Data entries

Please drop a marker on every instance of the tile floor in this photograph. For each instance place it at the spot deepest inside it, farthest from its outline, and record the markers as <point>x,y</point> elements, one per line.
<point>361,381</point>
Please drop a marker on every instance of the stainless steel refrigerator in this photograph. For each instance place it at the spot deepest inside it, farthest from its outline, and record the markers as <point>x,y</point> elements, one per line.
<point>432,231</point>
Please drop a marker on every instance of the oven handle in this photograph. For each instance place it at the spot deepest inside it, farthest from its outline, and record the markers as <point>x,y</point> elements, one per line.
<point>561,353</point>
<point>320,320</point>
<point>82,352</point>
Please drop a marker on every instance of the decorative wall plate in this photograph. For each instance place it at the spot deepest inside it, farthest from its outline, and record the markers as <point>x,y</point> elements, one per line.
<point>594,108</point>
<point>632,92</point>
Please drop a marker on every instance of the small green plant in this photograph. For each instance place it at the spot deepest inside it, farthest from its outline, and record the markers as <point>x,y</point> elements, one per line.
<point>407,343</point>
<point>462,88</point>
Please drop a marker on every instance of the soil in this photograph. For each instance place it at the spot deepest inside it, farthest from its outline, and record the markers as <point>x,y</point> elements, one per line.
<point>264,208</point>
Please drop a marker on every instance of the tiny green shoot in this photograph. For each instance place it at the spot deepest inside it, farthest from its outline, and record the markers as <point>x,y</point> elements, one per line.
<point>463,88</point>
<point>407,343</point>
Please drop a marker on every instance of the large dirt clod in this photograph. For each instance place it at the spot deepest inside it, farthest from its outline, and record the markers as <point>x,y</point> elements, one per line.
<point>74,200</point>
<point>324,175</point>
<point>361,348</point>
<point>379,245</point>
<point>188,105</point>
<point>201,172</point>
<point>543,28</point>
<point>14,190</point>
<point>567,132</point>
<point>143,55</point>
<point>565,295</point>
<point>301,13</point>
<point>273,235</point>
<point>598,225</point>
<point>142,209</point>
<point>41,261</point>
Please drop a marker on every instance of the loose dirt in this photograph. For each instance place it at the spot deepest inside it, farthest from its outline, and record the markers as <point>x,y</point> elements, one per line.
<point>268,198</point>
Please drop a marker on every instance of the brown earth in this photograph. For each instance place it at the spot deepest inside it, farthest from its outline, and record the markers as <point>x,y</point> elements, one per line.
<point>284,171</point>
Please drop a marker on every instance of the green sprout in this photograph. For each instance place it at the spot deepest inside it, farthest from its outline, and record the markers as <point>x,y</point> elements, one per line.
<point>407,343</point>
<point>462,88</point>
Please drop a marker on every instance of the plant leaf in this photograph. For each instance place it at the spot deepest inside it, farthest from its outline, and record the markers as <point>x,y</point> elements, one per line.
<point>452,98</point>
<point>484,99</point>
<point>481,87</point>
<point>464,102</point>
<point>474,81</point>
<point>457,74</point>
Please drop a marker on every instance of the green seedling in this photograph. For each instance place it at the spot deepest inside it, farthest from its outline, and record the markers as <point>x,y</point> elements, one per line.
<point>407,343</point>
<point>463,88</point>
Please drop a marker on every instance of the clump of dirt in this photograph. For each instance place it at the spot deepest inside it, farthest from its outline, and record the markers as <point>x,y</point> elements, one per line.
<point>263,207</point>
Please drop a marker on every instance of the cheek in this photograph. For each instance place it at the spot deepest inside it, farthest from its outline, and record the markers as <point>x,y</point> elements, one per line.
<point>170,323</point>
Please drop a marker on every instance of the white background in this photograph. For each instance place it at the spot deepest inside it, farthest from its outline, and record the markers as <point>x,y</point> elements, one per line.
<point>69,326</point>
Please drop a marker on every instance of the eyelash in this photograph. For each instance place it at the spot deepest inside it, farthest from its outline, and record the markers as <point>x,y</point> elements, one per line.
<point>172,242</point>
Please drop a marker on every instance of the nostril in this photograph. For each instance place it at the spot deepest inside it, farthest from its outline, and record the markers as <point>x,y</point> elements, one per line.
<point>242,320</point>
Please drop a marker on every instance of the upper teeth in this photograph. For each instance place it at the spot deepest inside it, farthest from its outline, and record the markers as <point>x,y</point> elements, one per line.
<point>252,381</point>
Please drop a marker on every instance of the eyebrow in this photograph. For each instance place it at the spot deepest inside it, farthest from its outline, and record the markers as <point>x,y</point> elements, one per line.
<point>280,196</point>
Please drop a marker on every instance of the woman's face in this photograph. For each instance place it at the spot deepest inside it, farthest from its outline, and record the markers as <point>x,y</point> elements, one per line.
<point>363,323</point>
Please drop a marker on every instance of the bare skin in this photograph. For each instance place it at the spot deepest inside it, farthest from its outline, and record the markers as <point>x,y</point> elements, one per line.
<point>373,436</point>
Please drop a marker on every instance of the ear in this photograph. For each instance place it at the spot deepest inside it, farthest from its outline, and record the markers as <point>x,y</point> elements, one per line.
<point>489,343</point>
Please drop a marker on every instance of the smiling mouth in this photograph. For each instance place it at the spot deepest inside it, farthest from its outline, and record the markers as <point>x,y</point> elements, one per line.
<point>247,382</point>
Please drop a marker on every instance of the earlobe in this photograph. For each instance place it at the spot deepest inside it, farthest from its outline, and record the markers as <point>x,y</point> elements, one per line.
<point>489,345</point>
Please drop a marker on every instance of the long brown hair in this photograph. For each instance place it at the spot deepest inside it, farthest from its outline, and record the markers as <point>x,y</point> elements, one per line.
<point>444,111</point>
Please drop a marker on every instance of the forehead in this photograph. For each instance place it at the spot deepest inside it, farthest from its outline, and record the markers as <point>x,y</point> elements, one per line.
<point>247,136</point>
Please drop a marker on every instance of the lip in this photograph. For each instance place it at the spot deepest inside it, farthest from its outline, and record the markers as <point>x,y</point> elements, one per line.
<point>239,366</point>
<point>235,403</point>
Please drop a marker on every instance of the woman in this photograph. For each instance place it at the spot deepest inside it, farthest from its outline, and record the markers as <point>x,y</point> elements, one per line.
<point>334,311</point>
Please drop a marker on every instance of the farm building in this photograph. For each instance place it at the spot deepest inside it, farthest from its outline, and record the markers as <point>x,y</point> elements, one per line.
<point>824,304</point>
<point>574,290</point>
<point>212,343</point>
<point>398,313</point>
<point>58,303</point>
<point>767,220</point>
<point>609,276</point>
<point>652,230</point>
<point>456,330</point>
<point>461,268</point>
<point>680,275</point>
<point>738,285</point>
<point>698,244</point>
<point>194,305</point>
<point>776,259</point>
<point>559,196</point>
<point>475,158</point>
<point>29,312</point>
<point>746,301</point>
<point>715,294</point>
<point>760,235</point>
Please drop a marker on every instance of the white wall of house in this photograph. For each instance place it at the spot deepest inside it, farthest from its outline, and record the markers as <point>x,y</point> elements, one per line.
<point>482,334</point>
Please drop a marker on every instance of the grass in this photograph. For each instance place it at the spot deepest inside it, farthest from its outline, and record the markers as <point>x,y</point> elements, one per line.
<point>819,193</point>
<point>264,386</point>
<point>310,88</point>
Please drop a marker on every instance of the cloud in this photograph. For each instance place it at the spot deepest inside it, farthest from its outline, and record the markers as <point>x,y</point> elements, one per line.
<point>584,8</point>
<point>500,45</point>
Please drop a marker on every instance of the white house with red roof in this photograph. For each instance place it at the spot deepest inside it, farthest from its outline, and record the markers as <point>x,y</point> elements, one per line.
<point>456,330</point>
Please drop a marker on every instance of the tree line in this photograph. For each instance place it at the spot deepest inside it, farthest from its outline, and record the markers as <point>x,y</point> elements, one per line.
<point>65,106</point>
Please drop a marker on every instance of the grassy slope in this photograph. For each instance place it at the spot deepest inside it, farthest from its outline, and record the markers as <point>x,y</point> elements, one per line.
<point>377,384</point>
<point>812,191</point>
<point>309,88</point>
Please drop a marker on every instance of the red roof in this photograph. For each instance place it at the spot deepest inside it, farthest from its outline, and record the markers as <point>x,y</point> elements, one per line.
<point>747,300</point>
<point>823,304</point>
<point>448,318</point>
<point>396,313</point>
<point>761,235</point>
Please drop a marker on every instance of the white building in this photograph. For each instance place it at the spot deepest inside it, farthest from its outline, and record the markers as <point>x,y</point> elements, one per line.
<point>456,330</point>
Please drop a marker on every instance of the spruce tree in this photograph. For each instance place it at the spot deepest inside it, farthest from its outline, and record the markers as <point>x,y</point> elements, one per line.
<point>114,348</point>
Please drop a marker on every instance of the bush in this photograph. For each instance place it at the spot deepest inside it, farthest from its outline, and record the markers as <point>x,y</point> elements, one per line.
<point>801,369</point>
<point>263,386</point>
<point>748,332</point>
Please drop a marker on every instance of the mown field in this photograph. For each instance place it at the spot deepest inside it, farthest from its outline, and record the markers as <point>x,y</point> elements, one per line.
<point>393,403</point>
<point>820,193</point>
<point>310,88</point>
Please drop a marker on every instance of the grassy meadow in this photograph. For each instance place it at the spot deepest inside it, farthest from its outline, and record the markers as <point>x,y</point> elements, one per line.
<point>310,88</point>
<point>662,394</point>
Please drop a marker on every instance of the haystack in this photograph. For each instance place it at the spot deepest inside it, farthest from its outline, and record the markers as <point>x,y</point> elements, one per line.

◆ **Directions**
Reproduce word for word the stretch of rows above from the line containing "Please drop a marker on every instance of the smiling" through the line containing "<point>334,311</point>".

◆ **Reply**
Please drop a marker on every instance of the smiling mouth in this photograph. For each instance place it at the spot deepest inside it, farthest from its outline, and record the markers as <point>x,y</point> elements, one per line.
<point>247,382</point>
Please drop a marker on every instance of the earlobe in this photograph. For each instance place it at the spot deepest inside it, farthest from its outline, and record the markers as <point>x,y</point> elements, one per line.
<point>489,345</point>
Please drop a marker on every instance of the long brown hair in this photograph. For each instance place it at the spot deepest inside it, farthest from its outline, and record the markers as <point>x,y</point> elements, one per line.
<point>444,111</point>
Please drop a marker on every instance of the forehead in this photograph. For each instance place it at the spot deepest inside it, farthest from its outline, and record the markers as <point>x,y</point> elements, one per line.
<point>247,136</point>
Please drop a marker on every instance of the lip in this photograph. For each instance place it at the spot deepest inside it, farthest from its outline, and record the markers as <point>x,y</point> elements, one per line.
<point>239,366</point>
<point>235,403</point>
Please drop a marker on every instance of the woman in this photograph. For each instance place it at the spot deepest inside it, farthest from its outline, and record the markers as <point>x,y</point> elements, one per line.
<point>334,311</point>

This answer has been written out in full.